Rewrite all the records below as a numbered list, omitting blank lines and leaving out the pictures.

-- start of ENTRIES PROVIDED --

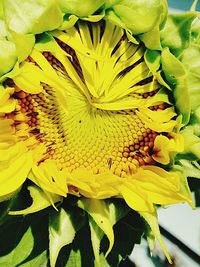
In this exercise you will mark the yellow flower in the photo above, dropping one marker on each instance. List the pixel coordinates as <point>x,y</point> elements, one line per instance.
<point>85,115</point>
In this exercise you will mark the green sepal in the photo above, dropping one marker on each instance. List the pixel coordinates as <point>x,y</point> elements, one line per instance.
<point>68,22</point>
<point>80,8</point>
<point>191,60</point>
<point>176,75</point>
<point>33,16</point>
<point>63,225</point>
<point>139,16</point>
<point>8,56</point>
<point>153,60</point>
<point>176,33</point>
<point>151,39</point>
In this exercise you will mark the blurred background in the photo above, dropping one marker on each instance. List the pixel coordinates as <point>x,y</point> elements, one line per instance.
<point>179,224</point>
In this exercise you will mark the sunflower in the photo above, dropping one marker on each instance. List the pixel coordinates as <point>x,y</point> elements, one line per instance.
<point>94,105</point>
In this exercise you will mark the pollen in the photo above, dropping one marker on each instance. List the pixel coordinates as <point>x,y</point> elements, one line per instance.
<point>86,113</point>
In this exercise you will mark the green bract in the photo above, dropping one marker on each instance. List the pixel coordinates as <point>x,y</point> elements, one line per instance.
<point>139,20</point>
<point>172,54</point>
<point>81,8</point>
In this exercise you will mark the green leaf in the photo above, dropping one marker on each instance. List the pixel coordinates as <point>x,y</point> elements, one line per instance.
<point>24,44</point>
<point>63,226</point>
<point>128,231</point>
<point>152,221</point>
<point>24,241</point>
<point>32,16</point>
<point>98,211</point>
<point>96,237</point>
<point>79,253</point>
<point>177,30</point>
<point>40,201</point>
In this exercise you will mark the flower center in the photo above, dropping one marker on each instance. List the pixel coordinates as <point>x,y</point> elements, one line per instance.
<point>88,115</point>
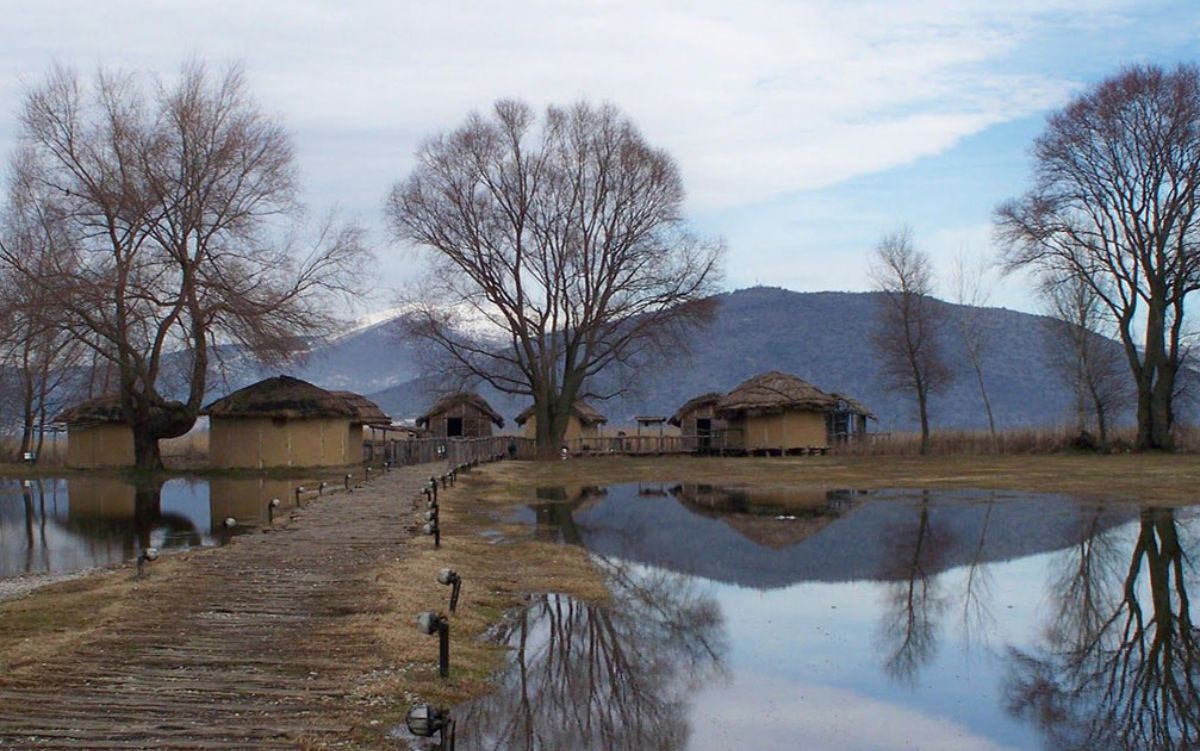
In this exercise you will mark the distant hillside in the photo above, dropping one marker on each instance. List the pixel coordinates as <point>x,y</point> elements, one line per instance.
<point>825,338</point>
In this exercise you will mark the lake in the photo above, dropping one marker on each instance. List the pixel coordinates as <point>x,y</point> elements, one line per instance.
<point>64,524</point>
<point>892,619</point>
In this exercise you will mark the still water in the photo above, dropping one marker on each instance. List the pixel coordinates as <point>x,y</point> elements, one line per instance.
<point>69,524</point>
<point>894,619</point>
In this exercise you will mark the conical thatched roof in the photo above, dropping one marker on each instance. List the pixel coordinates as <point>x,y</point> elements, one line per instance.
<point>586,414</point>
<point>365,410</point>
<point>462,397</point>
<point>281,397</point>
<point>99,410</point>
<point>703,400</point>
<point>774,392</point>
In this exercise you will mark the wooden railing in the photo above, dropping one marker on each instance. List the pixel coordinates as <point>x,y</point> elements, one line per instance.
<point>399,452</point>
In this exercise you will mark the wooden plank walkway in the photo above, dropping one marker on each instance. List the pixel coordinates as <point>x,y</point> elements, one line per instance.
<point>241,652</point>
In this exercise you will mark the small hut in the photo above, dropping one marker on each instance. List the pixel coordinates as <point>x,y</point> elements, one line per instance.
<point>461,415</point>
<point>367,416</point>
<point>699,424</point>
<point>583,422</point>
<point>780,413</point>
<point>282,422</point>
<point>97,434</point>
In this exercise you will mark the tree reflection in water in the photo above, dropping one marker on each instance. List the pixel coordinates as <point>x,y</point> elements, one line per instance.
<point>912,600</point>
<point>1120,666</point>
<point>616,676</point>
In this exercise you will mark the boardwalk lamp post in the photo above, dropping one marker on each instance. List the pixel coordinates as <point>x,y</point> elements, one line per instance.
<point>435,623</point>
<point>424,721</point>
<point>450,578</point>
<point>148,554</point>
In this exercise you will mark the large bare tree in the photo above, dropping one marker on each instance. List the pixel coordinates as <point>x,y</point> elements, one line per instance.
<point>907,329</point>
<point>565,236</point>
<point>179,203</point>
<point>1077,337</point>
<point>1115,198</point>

-- end of ENTRIES PROVIDED --

• [PROBLEM SOLUTION]
1. In this exercise you will mark the yellow flower in the photo above, dropping one marker on each instance. List the pixel coordinates as <point>x,y</point> elements, one line per instance.
2. <point>85,115</point>
3. In this exercise you will mark the green sepal in the photo above, dropping one marker on each instance. List the pixel coordinates as <point>x,y</point> elements, one line per instance.
4. <point>68,22</point>
5. <point>80,8</point>
6. <point>191,60</point>
7. <point>176,75</point>
8. <point>33,16</point>
9. <point>63,225</point>
10. <point>139,16</point>
11. <point>8,56</point>
12. <point>153,60</point>
13. <point>176,33</point>
14. <point>151,39</point>
15. In this exercise you will mark the blurred background in the photo above, dropping one marker on each instance. List the pixel coordinates as <point>x,y</point> elements, one line per instance.
16. <point>179,224</point>
17. In this exercise you will mark the sunflower in the photo above, dropping one marker on each instance. List the pixel coordinates as <point>x,y</point> elements, one line per instance.
18. <point>94,105</point>
19. In this exercise you will mark the pollen in the photo above, dropping one marker on each instance. List the pixel coordinates as <point>x,y</point> elements, one line per instance.
20. <point>86,113</point>
21. In this exercise you will mark the green bract in the photo above, dropping one marker on each instance. List the pixel coordinates as <point>x,y</point> elements, one line per instance.
22. <point>139,20</point>
23. <point>172,54</point>
24. <point>81,8</point>
25. In this exercise you will mark the green leaf in the photo above, dropping one marker on each instance. List the pixel coordinates as <point>x,y</point> elements, one line per instance.
26. <point>24,44</point>
27. <point>63,226</point>
28. <point>128,231</point>
29. <point>152,221</point>
30. <point>24,241</point>
31. <point>32,16</point>
32. <point>98,211</point>
33. <point>96,237</point>
34. <point>79,253</point>
35. <point>177,30</point>
36. <point>40,201</point>
37. In this exercise you will mark the flower center in the photo above, dropping one marker on each instance. List the pixel coordinates as <point>x,y</point> elements, one line per instance.
38. <point>88,115</point>
39. In this exercise you will mark the distant hillside in the photo above, dropping one marker on each instance. List the pixel coordinates as <point>x,y</point> elements, one line per instance.
40. <point>825,338</point>
41. In this exercise you will mark the lake in the photo above, dropping one marker on each instance. List the pixel coordinates as <point>x,y</point> elements, one line per instance.
42. <point>64,524</point>
43. <point>892,619</point>
44. In this exercise you will mark the still water in the photo above, dropping one marker on each instance. List the pixel coordinates as <point>x,y</point> elements, one line per instance.
45. <point>69,524</point>
46. <point>894,619</point>
47. In this exercise you will mark the conical thatched roof in the photo above, dropping one marker on each instance. List the pixel coordinates as <point>x,y</point> elements, one line per instance.
48. <point>586,414</point>
49. <point>365,410</point>
50. <point>462,397</point>
51. <point>281,397</point>
52. <point>99,410</point>
53. <point>703,400</point>
54. <point>774,392</point>
55. In this exercise you will mark the wooden railing in the photo above, dropping one marker on each instance. List the pixel coordinates as <point>x,y</point> elements, one line per instance.
56. <point>399,452</point>
57. In this exercise you will mark the wooden plank walkway in the photo above, dropping one marker on each instance. List the pixel coordinates as <point>x,y</point> elements, one line per instance.
58. <point>241,652</point>
59. In this exercise you will mark the small hut in the photo above, dropping one marker on each instance. List the pixel coordinates as <point>x,y</point> elements, one line per instance.
60. <point>461,415</point>
61. <point>367,416</point>
62. <point>699,424</point>
63. <point>583,422</point>
64. <point>780,413</point>
65. <point>282,422</point>
66. <point>97,434</point>
67. In this exercise you will mark the tree reflection in water in the photo above, dropping one marker on each instance. List the pixel coordinates as <point>x,y</point> elements, one line per instance.
68. <point>912,600</point>
69. <point>1120,666</point>
70. <point>616,676</point>
71. In this exercise you will mark the boardwalk lamp post in the photo above, dropping one marker on each instance. List the pixel coordinates as <point>x,y</point> elements, one line per instance.
72. <point>435,623</point>
73. <point>424,721</point>
74. <point>450,578</point>
75. <point>148,554</point>
76. In this exercise you will mark the large bare tree in the photo above, dropping one marker on each instance. List the pixel coordinates as <point>x,y</point> elements, one line per instance.
77. <point>907,329</point>
78. <point>565,236</point>
79. <point>179,203</point>
80. <point>1077,337</point>
81. <point>1115,198</point>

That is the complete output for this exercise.